Brief 1: Lay out every line of the records below (not the passage on convoy PQ 17) as a Markdown table with columns headed "No." and "Entry". Skip blank lines and leave the pictures out.

--------------------

In London, First Sea Lord Dudley Pound fretted. He knew from various intelligence sources, including Enigma, that Tirpitz and the other big German ships had staged to northern Norway, doubtless to attack PQ 17. However, he was unaware of the restriction Hitler had placed on the sailing of the German surface forces or of the accident to Lützow. Contrary to all advice, he wrongly assumed that Tirpitz and the other big ships had sailed late on July 4 to attack the Allied forces. Pound calculated that the Germans could reach PQ 17 and the covering cruiser force by the afternoon of July 5. Combined with the power of the U-boats and Luftwaffe, the German surface ships might sink the whole of PQ 17 and the cruiser force as well. To avoid this possible catastrophe, Pound issued fateful—and controversial—orders for the convoy to “scatter” and for the cruiser force to reverse course and withdraw to the southwest. Although no orders had been issued to them, the six destroyers in the close escort joined the withdrawing cruiser force. Like the merchant ships, the remaining fifteen close escorts scattered in all directions.
The U-boats were first to report and benefit from the scatter. Teichert in U-456 and Brandenburg in U-457 signaled that the cruiser force (wrongly believed to be the battleship-carrier covering force) had reversed course at very high speed. Unable to pursue at that speed, they and other skippers requested permission to attack the many unescorted merchant ships all around them. Schmundt authorized this shift in targets and amid the repeated Luftwaffe attacks, the U-boats had a field day.
• Heinz Bielfeld in U-703 sank the 6,600-ton British freighter Empire Byron, which had been damaged by the Luftwaffe, and the 5,500-ton British freighter River Afton. Bielfeld captured a British Army officer from Empire Byron and the captain of River Afton, and gave the survivors in lifeboats food and water.
• Heino Bohmann in U-88 sank the 5,100-ton American freighter Carlton and the 7,200-ton American freighter Daniel Morgan, which had been damaged by the Luftwaffe.

--------------------

Brief 2: Duplicate the PQ 17 passage word for word, from "The U-boats were" up to and including "food and water.".

Source material:
--------------------

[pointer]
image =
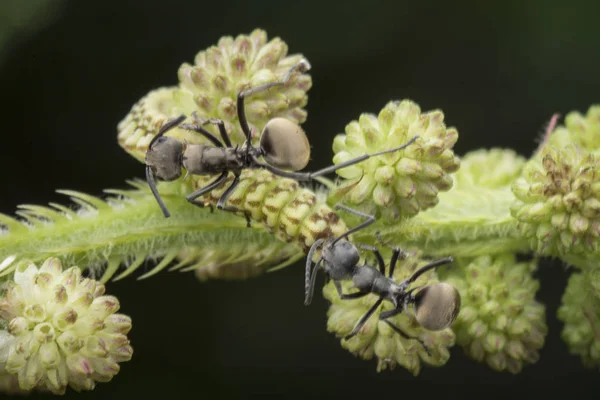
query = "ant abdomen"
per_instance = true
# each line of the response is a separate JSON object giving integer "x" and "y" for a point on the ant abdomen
{"x": 437, "y": 306}
{"x": 285, "y": 145}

--------------------

Solution 1:
| No. | Entry |
|---|---|
| 1 | [pointer] |
| 2 | image = |
| 3 | query = "ant abdomen" |
| 4 | per_instance = true |
| 5 | # each line of the response is a separate JSON object giving integer "x" and "y" for a point on the ant abdomen |
| 6 | {"x": 437, "y": 306} |
| 7 | {"x": 285, "y": 145} |

Solution 2:
The U-boats were first to report and benefit from the scatter. Teichert in U-456 and Brandenburg in U-457 signaled that the cruiser force (wrongly believed to be the battleship-carrier covering force) had reversed course at very high speed. Unable to pursue at that speed, they and other skippers requested permission to attack the many unescorted merchant ships all around them. Schmundt authorized this shift in targets and amid the repeated Luftwaffe attacks, the U-boats had a field day.
• Heinz Bielfeld in U-703 sank the 6,600-ton British freighter Empire Byron, which had been damaged by the Luftwaffe, and the 5,500-ton British freighter River Afton. Bielfeld captured a British Army officer from Empire Byron and the captain of River Afton, and gave the survivors in lifeboats food and water.